:: Estratto ::

La metafora in economia: tropo o trucco
C’è un serbatoio, in alto: il Tesoro, dal quale come acqua la moneta fluisce alle varie destinazioni cui essa può essere indirizzata. Vari rubinetti consentono di dirigere e regolare i vari flussi eccetera. Un “modello” in fondo concettualmente non molto più rozzo dei moderni modelli econometrici, uno strumento per la Wunderkammer del Re, tale che «In verità non resterebbe a desiderare altro se non che il Re, rimasto solo nell’isola, girando continuamente una manovella, faccia eseguire per mezzo di congegni meccanici tutto il lavoro dell’Inghilterra». Le macchine, oltretutto, hanno un grave difetto: «Non c’è macchina, nel grande Meccano del mondo, che non funzioni se non al prezzo di guastarsi».

:::
:: Dati forniti ::

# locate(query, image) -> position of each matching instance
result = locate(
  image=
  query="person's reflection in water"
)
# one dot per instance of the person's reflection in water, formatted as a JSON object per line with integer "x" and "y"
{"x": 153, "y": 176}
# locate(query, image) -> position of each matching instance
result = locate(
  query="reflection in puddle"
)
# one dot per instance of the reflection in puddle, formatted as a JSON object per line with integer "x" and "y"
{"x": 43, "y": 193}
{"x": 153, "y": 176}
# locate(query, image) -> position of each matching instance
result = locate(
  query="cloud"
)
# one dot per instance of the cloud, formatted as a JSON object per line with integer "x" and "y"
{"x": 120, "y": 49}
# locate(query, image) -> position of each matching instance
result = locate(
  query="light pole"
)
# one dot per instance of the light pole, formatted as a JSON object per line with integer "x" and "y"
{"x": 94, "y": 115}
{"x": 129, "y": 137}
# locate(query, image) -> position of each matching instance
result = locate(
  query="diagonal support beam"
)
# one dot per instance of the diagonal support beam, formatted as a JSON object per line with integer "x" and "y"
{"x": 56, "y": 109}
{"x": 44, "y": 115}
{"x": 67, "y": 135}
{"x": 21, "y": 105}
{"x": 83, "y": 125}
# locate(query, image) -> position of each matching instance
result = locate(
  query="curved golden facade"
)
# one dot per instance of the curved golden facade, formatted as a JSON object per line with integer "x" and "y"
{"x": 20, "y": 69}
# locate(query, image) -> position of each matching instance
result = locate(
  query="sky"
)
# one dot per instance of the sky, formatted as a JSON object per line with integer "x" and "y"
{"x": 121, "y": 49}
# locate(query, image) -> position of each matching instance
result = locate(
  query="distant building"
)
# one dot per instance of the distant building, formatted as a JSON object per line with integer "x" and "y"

:::

Esercizi scritti
(1) In una-tre frasi, spiega in che cosa consiste, secondo il brano sulla metafora in economia, il grave difetto delle macchine.
(2) Riscrivi le righe dell'elenco comprese tra l'inizio e quella che contiene "# one dot per instance of the person's", incluse, scambiando "reflection" con "silhouette" e lasciando invariato tutto il resto.
L'elenco non ha alcun legame con il brano sulla metafora in economia.

Risultati dell'esercizio
(1) Il difetto delle macchine è che si guastano. Nel grande Meccano del mondo non c'è macchina che funzioni se non al prezzo di guastarsi.

(2)
# locate(query, image) -> position of each matching instance
result = locate(
  image=
  query="person's silhouette in water"
)
# one dot per instance of the person's silhouette in water, formatted as a JSON object per line with integer "x" and "y"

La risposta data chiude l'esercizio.